Travail demandé:
(a) Citez fidèlement l'entretien sur le Sommet pour l'Action sur l'IA, depuis « Présidente du conseil » jusqu'à « son accessibilité ? ».
(b) Rédigez la suite de l'entretien sur le Sommet pour l'Action sur l'IA en reprenant après sa dernière phrase.

Passage extrait:
# # # #
« Ce Sommet permettra de s’engager collectivement pour mettre l’IA au service de l’intérêt général, et créer des « biens communs ».

Entretien avec Anne Bouverot, organisatrice du Sommet pour l'Action sur l'intelligence artificielle (IA) et présidente du CA de l'ENS

Créé le
4 février 2025
DOSSIER INTELLIGENCE ARTIFICIELLE - Les 10 et 11 février 2025, la France organisera le Sommet pour l'Action sur l'intelligence artificielle (IA), dont l’ENS accueillera le mardi 11 les « side events » dédiés à l’IA et la société. 
Présidente du conseil d’administration et titulaire d’un doctorat en IA de l’École normale supérieure, Anne Bouverot est l’envoyée spéciale du gouvernement pour ce sommet. Entretien.
Anne Bouverot
Anne Bouverot © Frédéric Albert / Pole communication ENS-PSL

Pouvez-vous nous présenter en quelques mots le Sommet pour l’Action sur l’IA ? Quelle en est sa genèse ? Et quelles sont ses ambitions afin d’améliorer la gouvernance de l’IA, sa compréhension scientifique et son accessibilité ?
Anne Bouverot : Le Sommet pour l’Action sur l’IA, qui se tiendra les 10 et 11 février 2025 à Paris au Grand Palais, est une initiative unique réunissant gouvernements, chercheurs, entreprises et société civile de plus de 100 pays autour des grands enjeux de l’intelligence artificielle. C’est un sommet international réunissant des chefs d’État et de Gouvernement, une sorte de « COP de l’IA », qui s’inscrit dans le prolongement des précédentes rencontres internationales relatives à l’IA (dont les Sommets de Bletchley Park de novembre 2023 et de Séoul en mai 2024), avec l’ambition de traiter de la révolution de l’IA sous tous ses aspects.
Ce projet est né d’une conviction forte : le futur de nos sociétés sera profondément marqué par le développement croissant de l’IA et de ses usages. Cette révolution technologique entraine des risques mais aussi des opportunités, et il nous faut agir pour minimiser les risques, et maximiser la réalisation des opportunités - c’est pour cela que c’est un Sommet « pour l’action » sur l’intelligence artificielle. Comme il s’agit d’une technologie, basée sur des développements scientifiques et qui se développe au niveau mondial, il faut aussi adresser cela de manière collective.
# # # #
Données brutes:
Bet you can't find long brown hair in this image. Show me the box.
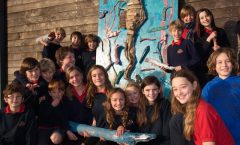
[104,88,128,129]
[171,70,201,140]
[87,65,112,108]
[207,47,239,75]
[137,76,163,126]
[195,8,217,37]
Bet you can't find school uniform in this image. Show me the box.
[137,98,171,145]
[38,96,68,145]
[82,50,96,76]
[193,99,235,145]
[169,113,194,145]
[167,39,200,72]
[0,105,37,145]
[42,43,61,69]
[194,28,230,87]
[202,76,240,145]
[84,93,108,145]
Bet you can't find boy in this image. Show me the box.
[82,34,100,76]
[180,5,196,41]
[37,27,66,69]
[167,20,200,72]
[0,84,37,145]
[37,80,68,145]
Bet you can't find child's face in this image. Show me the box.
[62,52,75,66]
[171,28,183,40]
[199,11,212,27]
[125,86,140,104]
[172,77,197,104]
[49,88,64,100]
[216,53,233,79]
[111,92,125,111]
[88,41,97,51]
[71,35,81,46]
[4,92,23,109]
[41,70,54,83]
[182,14,194,24]
[68,70,83,87]
[91,69,106,87]
[55,32,64,42]
[26,66,40,82]
[142,84,161,105]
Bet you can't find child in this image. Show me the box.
[0,84,37,145]
[202,48,240,145]
[180,5,196,41]
[137,76,171,145]
[56,47,75,85]
[84,65,112,145]
[82,34,100,76]
[194,8,230,87]
[125,82,141,107]
[98,88,136,145]
[39,58,56,83]
[64,66,92,145]
[170,70,234,145]
[70,31,83,69]
[38,80,68,145]
[13,57,48,110]
[40,27,66,69]
[167,20,200,72]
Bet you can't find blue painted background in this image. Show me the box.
[96,0,178,96]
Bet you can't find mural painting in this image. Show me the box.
[96,0,178,95]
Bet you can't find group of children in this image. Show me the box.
[0,5,240,145]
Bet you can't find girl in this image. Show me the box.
[170,70,234,145]
[125,82,141,107]
[0,84,37,145]
[64,66,92,145]
[92,88,135,145]
[84,65,112,145]
[137,76,171,145]
[195,8,230,87]
[202,48,240,145]
[13,57,48,113]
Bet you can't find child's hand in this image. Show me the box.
[174,65,182,71]
[52,98,61,107]
[116,126,125,136]
[39,96,46,104]
[67,130,78,141]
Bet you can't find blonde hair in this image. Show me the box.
[171,69,201,140]
[53,27,66,37]
[39,58,56,73]
[180,5,196,20]
[86,65,112,108]
[207,47,239,75]
[103,88,128,129]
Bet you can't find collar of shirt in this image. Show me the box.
[172,38,182,46]
[4,104,25,114]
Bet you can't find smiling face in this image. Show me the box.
[91,68,106,88]
[26,66,40,82]
[68,70,83,87]
[172,77,197,104]
[4,92,23,111]
[199,11,212,28]
[142,84,161,105]
[125,86,140,104]
[110,92,125,112]
[216,53,233,79]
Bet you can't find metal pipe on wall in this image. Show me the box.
[0,0,7,108]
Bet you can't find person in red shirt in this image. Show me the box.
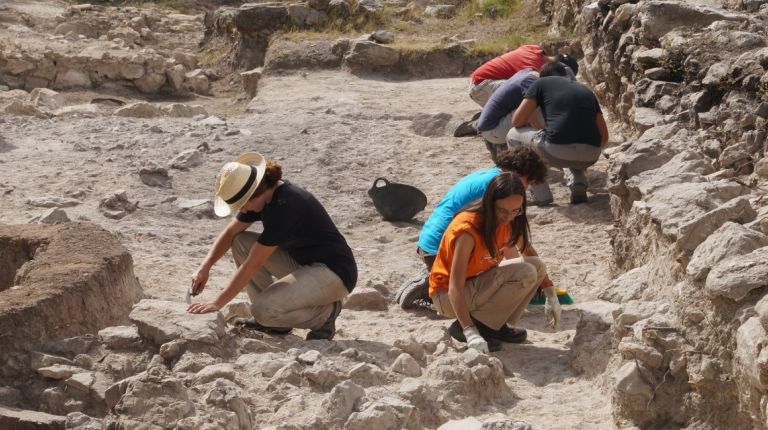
[469,45,579,106]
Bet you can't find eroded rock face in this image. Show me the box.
[539,0,768,428]
[0,223,142,368]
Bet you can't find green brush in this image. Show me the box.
[528,288,576,305]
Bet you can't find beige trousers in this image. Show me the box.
[432,257,547,330]
[232,231,348,330]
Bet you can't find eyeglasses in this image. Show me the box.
[496,206,523,218]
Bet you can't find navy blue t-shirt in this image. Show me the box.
[475,69,538,132]
[525,76,602,146]
[235,182,357,291]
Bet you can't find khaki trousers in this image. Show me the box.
[432,257,547,330]
[231,231,348,330]
[469,79,504,107]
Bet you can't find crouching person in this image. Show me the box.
[188,152,357,340]
[429,172,547,352]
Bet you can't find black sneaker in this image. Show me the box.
[453,120,478,137]
[307,302,341,340]
[448,319,501,352]
[489,324,528,343]
[395,267,432,309]
[233,318,292,335]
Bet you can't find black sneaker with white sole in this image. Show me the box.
[233,318,292,335]
[307,302,341,340]
[395,267,432,309]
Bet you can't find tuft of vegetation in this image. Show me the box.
[66,0,201,14]
[460,0,520,19]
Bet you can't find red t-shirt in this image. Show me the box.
[471,45,548,85]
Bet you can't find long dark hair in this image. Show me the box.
[464,172,531,257]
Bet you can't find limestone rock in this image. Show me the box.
[344,398,413,430]
[114,366,195,428]
[120,63,144,81]
[184,69,210,95]
[392,353,421,377]
[165,64,186,93]
[168,149,203,170]
[368,30,395,45]
[129,300,224,346]
[205,379,253,430]
[194,363,235,384]
[613,361,653,403]
[0,405,67,430]
[29,88,67,110]
[160,103,208,118]
[410,112,453,137]
[734,317,768,390]
[393,336,424,360]
[705,247,768,301]
[686,222,768,279]
[37,364,82,380]
[53,69,91,89]
[597,266,648,304]
[99,326,141,349]
[139,161,172,188]
[114,102,162,118]
[344,40,400,70]
[133,72,165,94]
[31,208,70,224]
[99,190,139,219]
[296,349,322,365]
[107,27,141,45]
[344,287,388,311]
[27,196,80,208]
[353,0,384,15]
[328,0,352,18]
[347,363,387,387]
[66,372,94,394]
[240,67,262,98]
[5,100,49,118]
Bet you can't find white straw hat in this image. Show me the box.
[213,152,267,217]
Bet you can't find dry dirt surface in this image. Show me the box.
[0,67,612,429]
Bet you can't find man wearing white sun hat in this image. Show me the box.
[187,152,357,340]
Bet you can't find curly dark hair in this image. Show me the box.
[496,145,547,184]
[251,160,283,199]
[464,172,531,257]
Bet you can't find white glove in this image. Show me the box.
[464,325,488,354]
[541,287,562,329]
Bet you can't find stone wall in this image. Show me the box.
[0,223,143,380]
[541,0,768,429]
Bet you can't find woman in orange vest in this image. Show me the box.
[429,172,548,353]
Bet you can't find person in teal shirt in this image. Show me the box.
[395,146,547,335]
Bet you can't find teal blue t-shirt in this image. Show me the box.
[419,167,501,254]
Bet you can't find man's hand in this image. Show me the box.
[541,287,562,329]
[464,326,488,354]
[190,267,210,296]
[187,302,221,314]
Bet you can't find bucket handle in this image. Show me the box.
[371,177,389,188]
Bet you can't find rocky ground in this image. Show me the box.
[1,65,611,428]
[0,2,624,429]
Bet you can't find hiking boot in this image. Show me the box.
[233,318,292,335]
[453,120,477,137]
[395,267,432,309]
[307,302,341,340]
[571,184,587,205]
[448,320,501,352]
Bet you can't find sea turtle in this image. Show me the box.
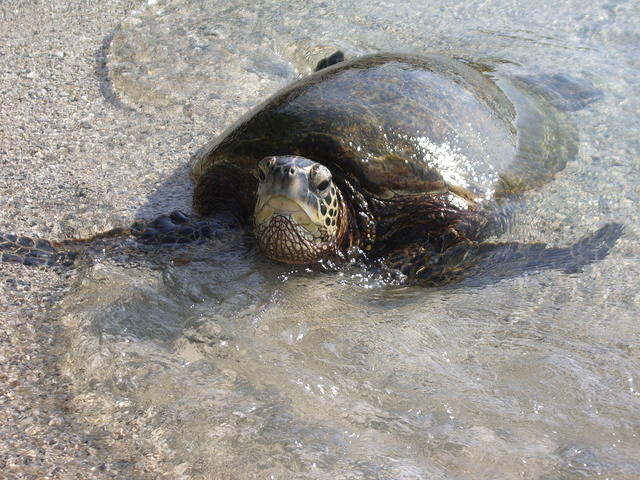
[0,52,622,283]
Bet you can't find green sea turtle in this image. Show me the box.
[0,53,622,283]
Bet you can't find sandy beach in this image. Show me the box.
[0,1,204,478]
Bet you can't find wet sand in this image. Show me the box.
[0,0,206,478]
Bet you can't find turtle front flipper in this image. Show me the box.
# # # #
Réponses attendues:
(a)
Présidente du conseil d’administration et titulaire d’un doctorat en IA de l’École normale supérieure, Anne Bouverot est l’envoyée spéciale du gouvernement pour ce sommet. Entretien.
Anne Bouverot
Anne Bouverot © Frédéric Albert / Pole communication ENS-PSL

Pouvez-vous nous présenter en quelques mots le Sommet pour l’Action sur l’IA ? Quelle en est sa genèse ? Et quelles sont ses ambitions afin d’améliorer la gouvernance de l’IA, sa compréhension scientifique et son accessibilité ?

(b)
Bien plus qu’un Sommet, c’est une semaine de l’IA qui s’annonce et à laquelle vous pourrez participer pour certaines séquences : Les 6 et 7 février 2025, l’Institut Polytechnique de Paris organisera à Saclay des journées scientifiques sur l’IA avec des chercheurs et chercheuses de renommée internationale. Les 8 et 9 février 2025 seront placés sous le signe de la culture et de l’IA, avec des évènements dédiés organisés à la BNF et à la Conciergerie ouverts au grand public avec des expositions, des films sur les nouvelles formes artistiques ainsi que des tables-rondes sur l’impact de l’IA sur la création artistique, le droit d’auteur et la production de l’information.  Au Grand Palais, le 10 février, sera organisé un forum réunissant les parties prenantes du monde entier (associations, ONG, chercheurs, entreprises) ainsi que des chef d’États. Des tables-rondes, conférences et démonstrations de cas d’usage auront lieu toute la journée et les participants pourront échanger dans des formats one to one. Le Sommet en lui-même des chefs d’États se tiendra le 11 février au matin. En parallèle, le 11 février, se tiendront près de 100 évènements parallèles dans tout Paris dont un « Business Day » à Station F. Et je suis ravie que l’ENS organise le 11 février une journée  « IA et démocratie », avec notamment une convention citoyenne étudiante sur l’IA, en partenariat avec la chercheuse Hélène Landemore et Missions Publiques, et un débat porté par le Grand Continent.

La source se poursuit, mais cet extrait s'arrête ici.